● **WHAT TO PRODUCE**
Count the lines of the data below that contain the string "Need", with case counting, and reply with that number alone.

● **DATA EXCERPTS**
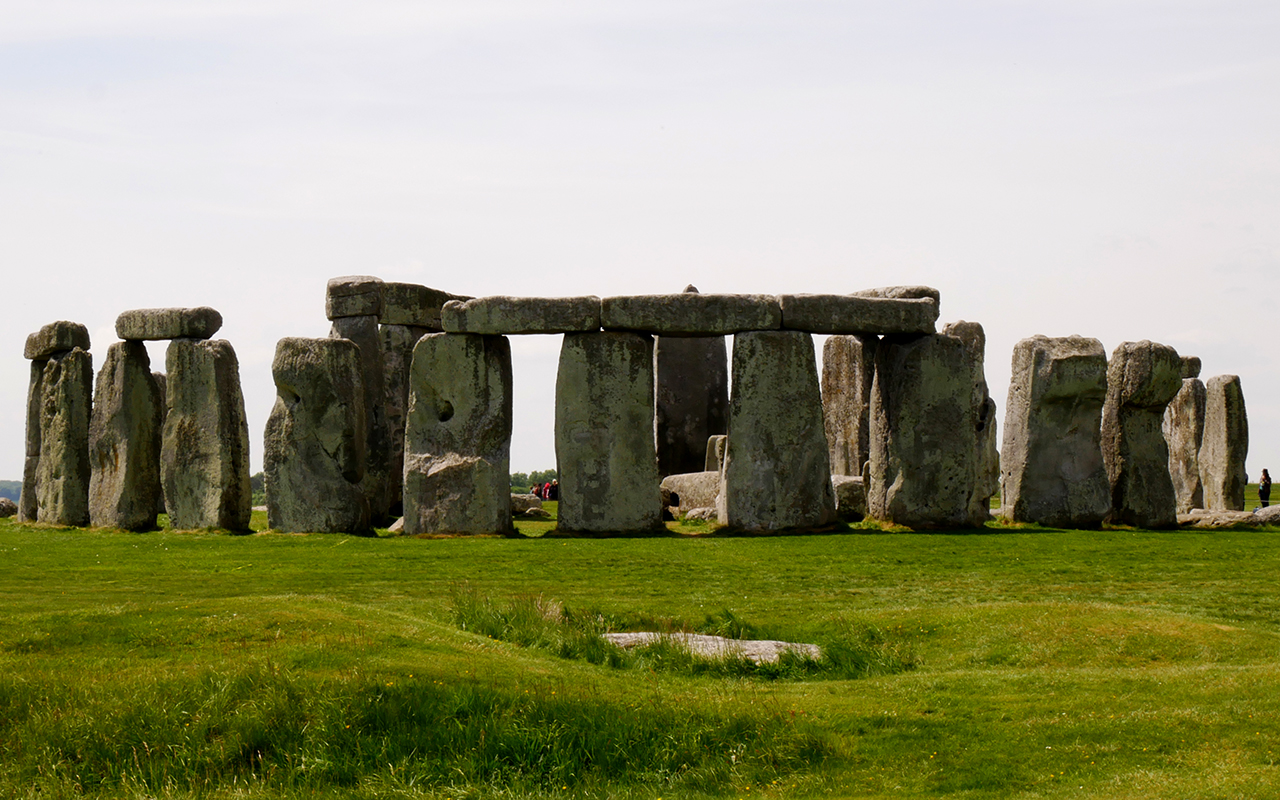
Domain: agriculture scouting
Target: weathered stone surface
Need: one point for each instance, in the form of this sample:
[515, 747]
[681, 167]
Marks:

● **SOLVED EXERCISE**
1